→ Aim: Rewrite the records as a numbered list with blank lines left out, starting at the line that contains "As part of dataset curation, annotate the tree" and ending at the line that contains "As part of dataset curation, annotate the blue sky", both included.

→ Records shown:
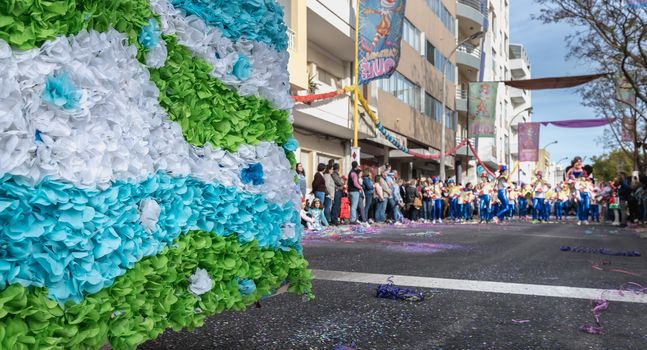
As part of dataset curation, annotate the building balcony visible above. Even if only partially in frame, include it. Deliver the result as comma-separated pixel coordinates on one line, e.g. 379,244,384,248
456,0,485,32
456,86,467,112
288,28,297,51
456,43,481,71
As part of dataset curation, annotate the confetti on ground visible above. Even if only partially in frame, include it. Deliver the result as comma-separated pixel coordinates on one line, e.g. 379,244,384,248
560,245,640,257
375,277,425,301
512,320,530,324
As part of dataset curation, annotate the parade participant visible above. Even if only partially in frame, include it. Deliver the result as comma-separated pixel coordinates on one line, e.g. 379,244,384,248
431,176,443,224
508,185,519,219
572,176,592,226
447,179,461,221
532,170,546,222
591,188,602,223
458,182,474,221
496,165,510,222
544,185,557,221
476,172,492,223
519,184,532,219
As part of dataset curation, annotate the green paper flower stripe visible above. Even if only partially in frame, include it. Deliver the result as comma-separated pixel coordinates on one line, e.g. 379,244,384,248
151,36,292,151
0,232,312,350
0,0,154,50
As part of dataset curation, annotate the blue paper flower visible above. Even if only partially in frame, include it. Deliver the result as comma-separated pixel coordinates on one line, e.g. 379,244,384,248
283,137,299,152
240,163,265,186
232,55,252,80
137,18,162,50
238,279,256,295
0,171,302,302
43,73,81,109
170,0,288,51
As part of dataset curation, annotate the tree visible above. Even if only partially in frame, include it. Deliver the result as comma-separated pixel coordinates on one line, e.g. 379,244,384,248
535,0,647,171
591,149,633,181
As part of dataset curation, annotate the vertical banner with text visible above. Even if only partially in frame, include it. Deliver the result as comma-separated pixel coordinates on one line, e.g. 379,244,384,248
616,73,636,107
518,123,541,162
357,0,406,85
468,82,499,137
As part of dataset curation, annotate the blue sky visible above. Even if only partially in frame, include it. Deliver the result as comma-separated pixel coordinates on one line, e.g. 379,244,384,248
---
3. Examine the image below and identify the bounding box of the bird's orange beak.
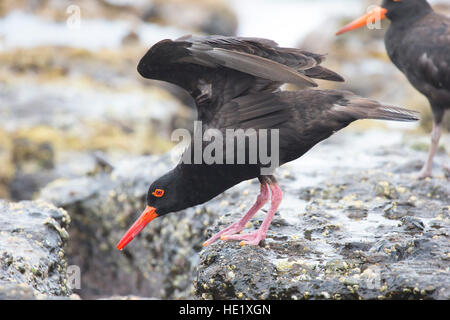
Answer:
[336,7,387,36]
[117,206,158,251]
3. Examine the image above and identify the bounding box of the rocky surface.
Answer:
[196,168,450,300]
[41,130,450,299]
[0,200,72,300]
* * *
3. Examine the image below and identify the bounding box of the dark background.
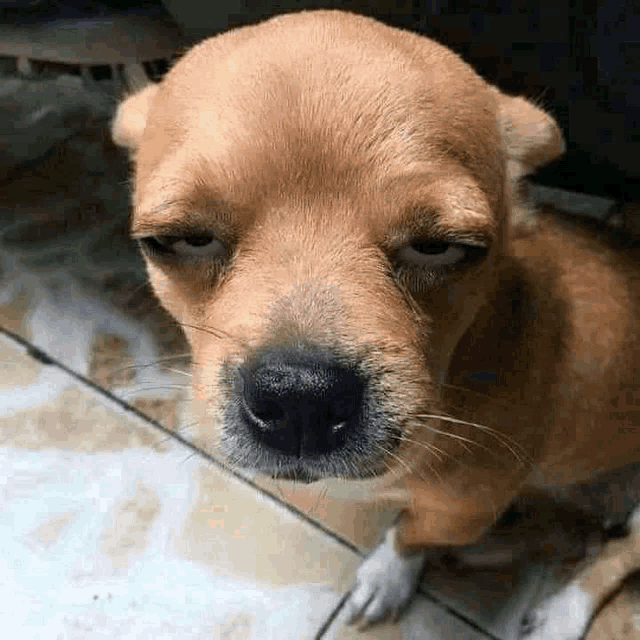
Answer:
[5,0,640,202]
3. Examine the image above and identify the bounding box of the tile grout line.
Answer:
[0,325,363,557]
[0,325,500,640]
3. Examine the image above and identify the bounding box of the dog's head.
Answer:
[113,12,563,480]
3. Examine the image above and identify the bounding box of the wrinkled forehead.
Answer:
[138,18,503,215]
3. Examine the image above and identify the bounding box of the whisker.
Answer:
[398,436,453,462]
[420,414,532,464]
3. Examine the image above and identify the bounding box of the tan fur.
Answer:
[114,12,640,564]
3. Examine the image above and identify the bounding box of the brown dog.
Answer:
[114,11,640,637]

→ Written answer:
1. As part of dataset curation, annotate the tree visible above. Even if only partially in frame, include it. Deliver the result as comma-separated pixel coordinates on one line, e.g. 379,244,384,248
2. 535,0,647,171
3. 591,149,633,181
4. As part of dataset curation, annotate the vertical banner with text visible above. Even if only partially in frame, include it. Deliver the result as comma-separated pixel coordinates on one line, e.g. 379,244,384,248
5. 616,73,636,107
6. 518,123,541,162
7. 357,0,406,85
8. 468,82,499,137
9. As part of dataset curation, annotate the blue sky visible above. Even if only partially in frame, include it. Deliver the result as comma-separated pixel coordinates on one line, e.g. 379,244,384,248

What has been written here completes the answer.